Would you return the lines that run from the start of the data below to the line with "250 202 L 250", both included, exactly as written and without pictures?

Segment Start: Records supplied

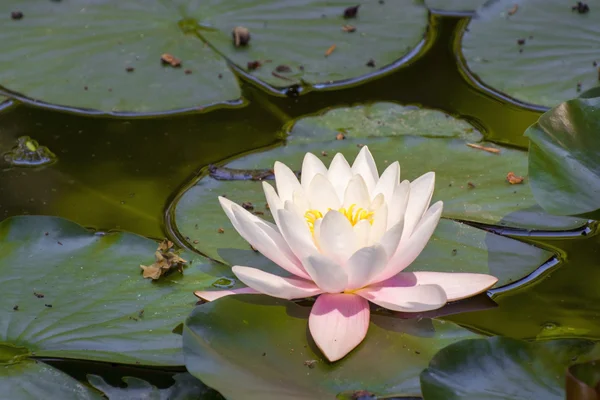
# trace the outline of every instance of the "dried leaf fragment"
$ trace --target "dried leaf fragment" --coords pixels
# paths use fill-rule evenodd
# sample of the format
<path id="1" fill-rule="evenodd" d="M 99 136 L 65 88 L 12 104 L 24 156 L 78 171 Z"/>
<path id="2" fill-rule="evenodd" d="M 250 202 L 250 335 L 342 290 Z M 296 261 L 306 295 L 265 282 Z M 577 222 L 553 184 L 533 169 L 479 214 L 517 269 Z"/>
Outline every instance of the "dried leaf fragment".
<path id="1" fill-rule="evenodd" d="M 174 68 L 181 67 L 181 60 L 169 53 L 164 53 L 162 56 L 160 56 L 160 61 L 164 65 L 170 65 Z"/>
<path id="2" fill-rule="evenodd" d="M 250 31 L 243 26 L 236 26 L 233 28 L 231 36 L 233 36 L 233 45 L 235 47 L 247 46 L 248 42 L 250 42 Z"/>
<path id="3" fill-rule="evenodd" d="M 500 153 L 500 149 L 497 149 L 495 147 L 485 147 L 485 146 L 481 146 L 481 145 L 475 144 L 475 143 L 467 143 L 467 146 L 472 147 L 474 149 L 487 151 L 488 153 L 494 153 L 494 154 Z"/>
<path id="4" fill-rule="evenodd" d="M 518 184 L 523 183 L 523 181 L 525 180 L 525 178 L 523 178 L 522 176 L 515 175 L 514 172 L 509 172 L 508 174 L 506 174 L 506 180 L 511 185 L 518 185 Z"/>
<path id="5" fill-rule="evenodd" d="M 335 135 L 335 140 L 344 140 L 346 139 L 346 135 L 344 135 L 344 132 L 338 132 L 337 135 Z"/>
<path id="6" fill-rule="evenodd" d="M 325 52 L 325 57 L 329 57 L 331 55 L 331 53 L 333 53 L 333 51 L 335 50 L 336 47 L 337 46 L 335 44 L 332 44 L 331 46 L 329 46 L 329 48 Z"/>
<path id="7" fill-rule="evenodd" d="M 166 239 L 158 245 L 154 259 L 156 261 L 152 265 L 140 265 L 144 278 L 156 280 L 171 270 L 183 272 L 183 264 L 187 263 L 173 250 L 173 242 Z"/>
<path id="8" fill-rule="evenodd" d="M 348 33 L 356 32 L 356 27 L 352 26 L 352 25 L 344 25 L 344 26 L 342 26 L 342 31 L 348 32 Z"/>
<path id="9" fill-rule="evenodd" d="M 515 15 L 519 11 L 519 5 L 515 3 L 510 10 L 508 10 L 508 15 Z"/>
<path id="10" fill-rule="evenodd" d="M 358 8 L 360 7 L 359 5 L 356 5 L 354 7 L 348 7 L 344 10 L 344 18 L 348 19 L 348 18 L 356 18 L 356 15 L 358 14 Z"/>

Segment End: Records supplied

■ **Answer for the task**
# trace the outline of every instance of the "dried leaf fragment"
$ trace --target "dried leaf fragment" --coords pixels
# paths use fill-rule evenodd
# sample of the format
<path id="1" fill-rule="evenodd" d="M 99 136 L 65 88 L 12 104 L 24 156 L 78 171 Z"/>
<path id="2" fill-rule="evenodd" d="M 250 202 L 250 335 L 342 290 Z M 296 261 L 306 295 L 265 282 Z M 577 222 L 553 184 L 533 169 L 479 214 L 517 269 Z"/>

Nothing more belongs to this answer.